*EXERCISE TASK*
Rewrite the records from the line that contains "[spot] the man in blue" through the end, requests included. Add -16 to every coordinate in the answers.

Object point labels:
----------------------------------------

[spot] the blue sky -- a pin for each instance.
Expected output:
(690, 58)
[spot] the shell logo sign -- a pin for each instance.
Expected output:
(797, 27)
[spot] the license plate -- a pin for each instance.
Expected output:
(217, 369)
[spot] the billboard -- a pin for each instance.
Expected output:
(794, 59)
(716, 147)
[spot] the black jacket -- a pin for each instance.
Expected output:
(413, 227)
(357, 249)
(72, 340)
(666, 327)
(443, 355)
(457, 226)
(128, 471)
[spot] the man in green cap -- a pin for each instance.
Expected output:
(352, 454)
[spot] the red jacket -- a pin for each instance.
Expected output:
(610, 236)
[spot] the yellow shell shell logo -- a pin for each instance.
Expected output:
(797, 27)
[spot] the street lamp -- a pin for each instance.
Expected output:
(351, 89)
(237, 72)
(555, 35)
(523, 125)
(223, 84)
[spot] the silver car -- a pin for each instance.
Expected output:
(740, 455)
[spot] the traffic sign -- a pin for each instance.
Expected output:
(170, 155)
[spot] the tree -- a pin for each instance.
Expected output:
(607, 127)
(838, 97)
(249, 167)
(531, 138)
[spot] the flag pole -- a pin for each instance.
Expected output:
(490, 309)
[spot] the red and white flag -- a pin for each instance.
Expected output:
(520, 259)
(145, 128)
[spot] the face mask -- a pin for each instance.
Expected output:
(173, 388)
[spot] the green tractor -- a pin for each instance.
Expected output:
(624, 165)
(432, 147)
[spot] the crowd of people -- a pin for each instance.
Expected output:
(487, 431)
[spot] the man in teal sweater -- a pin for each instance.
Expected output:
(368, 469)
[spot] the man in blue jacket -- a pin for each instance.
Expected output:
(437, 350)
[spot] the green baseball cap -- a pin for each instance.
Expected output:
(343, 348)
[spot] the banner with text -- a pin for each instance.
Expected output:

----------------------------------------

*IN RESPONSE*
[spot] the man in blue jacket -- a pin for each instance.
Expected output:
(421, 334)
[spot] the green baseball cap -- a pin for each instance.
Expected output:
(327, 332)
[spot] the banner with text -- a pin for each instance.
Expected output:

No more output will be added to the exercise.